What is required: Using the listing below, print the line that contains "Would you mind picking out the pink" and each line after it, exactly as shown, through the final one.

Task input:
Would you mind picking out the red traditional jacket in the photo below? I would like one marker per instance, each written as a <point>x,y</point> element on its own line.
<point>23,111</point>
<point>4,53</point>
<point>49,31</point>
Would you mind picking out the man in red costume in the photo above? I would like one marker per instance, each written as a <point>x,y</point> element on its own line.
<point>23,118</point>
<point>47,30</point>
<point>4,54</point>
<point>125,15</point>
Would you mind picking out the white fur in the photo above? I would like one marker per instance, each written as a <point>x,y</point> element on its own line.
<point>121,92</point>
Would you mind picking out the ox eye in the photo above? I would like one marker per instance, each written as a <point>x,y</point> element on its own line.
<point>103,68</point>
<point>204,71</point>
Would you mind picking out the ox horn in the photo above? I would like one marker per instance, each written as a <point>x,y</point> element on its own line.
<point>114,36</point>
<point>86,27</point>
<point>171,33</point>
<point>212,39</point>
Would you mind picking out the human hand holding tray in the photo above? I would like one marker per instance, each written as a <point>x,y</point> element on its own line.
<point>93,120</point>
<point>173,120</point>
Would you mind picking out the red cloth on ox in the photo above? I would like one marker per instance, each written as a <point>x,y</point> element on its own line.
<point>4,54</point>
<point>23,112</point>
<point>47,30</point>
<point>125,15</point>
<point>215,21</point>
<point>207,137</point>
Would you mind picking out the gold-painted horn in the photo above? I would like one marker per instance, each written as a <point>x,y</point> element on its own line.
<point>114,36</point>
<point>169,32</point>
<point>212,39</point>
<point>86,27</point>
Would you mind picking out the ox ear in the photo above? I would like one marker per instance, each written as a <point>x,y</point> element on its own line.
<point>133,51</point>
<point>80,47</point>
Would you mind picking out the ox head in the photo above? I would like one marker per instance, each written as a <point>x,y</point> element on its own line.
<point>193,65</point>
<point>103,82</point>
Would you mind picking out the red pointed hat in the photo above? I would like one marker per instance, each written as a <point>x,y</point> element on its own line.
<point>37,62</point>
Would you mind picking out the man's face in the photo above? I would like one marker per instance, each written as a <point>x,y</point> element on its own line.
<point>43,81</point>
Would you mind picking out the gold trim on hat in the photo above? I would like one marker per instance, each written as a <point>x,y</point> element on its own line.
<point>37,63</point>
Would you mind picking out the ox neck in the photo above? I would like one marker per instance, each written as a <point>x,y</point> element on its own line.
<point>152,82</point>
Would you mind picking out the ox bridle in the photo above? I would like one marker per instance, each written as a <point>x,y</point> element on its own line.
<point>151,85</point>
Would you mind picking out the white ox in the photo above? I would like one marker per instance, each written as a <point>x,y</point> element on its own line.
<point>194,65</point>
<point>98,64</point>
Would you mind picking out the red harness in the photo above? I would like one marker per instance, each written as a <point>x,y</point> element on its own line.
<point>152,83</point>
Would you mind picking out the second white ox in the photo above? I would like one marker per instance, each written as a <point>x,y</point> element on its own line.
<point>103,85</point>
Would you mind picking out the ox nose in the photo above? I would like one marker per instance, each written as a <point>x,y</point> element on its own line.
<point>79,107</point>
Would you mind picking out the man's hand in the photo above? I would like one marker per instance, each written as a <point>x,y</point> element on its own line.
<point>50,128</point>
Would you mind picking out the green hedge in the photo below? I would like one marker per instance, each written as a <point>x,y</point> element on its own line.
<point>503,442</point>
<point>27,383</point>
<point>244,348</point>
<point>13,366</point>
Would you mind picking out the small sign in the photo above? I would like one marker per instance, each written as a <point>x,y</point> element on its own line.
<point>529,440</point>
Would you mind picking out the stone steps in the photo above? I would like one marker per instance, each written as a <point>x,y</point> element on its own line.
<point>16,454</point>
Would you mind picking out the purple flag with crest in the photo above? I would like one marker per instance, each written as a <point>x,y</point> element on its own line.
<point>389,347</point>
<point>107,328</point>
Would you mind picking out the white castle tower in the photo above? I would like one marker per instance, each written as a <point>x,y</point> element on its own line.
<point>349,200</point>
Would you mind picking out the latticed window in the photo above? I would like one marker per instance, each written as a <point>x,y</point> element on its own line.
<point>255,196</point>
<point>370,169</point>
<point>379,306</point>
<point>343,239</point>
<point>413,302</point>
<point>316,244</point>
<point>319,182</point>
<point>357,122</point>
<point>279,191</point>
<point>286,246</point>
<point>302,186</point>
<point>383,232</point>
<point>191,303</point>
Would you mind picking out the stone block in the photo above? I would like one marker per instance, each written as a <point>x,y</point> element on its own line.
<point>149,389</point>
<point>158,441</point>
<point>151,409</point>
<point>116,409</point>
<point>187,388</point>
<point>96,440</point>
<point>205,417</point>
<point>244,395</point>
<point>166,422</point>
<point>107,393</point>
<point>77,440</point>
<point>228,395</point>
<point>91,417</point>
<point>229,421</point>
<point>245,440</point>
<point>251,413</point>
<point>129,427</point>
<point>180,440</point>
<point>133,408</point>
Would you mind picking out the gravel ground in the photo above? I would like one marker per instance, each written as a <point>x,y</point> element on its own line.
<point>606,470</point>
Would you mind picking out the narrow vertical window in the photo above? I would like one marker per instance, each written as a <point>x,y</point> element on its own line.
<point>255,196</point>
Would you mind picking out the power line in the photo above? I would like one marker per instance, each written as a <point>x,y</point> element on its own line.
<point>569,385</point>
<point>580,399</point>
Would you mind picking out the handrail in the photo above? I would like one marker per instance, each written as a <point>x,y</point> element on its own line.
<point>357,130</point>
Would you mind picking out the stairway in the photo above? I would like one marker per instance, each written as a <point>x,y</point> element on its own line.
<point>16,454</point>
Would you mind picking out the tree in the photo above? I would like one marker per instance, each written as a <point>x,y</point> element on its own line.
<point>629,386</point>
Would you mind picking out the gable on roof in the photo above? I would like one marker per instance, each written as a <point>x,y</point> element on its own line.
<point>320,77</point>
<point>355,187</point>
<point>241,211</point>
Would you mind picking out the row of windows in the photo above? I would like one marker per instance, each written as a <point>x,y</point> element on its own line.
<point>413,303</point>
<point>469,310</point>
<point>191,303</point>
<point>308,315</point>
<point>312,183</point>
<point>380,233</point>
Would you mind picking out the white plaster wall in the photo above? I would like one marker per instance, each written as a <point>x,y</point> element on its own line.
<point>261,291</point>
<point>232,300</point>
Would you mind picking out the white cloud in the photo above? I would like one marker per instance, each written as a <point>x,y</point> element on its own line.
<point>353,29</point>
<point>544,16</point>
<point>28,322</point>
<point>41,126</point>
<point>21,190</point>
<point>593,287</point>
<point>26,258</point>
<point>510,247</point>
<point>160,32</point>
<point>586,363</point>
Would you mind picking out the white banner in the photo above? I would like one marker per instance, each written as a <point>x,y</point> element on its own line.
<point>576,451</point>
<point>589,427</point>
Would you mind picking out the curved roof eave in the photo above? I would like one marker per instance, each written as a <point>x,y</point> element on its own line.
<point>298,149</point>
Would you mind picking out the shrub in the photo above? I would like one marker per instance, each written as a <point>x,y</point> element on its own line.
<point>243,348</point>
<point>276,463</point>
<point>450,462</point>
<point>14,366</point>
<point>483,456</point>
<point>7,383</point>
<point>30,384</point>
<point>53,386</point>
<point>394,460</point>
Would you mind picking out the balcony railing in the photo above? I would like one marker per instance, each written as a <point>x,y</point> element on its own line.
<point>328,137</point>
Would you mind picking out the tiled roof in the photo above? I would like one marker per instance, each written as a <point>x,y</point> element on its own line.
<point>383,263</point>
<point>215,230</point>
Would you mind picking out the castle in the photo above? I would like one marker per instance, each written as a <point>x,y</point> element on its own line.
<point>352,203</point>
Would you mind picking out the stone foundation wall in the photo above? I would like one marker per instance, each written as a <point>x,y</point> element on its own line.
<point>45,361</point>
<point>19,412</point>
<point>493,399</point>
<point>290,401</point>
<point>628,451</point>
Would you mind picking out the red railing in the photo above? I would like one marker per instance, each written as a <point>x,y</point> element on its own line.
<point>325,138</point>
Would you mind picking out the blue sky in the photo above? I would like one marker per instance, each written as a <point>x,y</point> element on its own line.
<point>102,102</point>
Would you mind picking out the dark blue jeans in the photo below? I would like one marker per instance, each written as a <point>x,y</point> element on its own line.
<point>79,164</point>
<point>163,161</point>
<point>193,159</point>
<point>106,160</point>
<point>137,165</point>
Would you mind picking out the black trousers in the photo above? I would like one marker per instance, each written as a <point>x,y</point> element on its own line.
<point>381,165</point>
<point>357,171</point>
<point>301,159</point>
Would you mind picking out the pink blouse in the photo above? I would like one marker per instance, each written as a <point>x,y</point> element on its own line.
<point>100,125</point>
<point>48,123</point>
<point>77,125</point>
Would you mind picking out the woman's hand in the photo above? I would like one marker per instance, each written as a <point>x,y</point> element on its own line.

Solution for this problem:
Would you mind picking out the pink blouse in the photo above? I would like one marker per instance, each written as a <point>x,y</point> element on its own line.
<point>100,125</point>
<point>48,123</point>
<point>77,125</point>
Would you mind picking out the woman's hand in the photo above? I would like one marker per instance, each written as a <point>x,y</point> element on its own line.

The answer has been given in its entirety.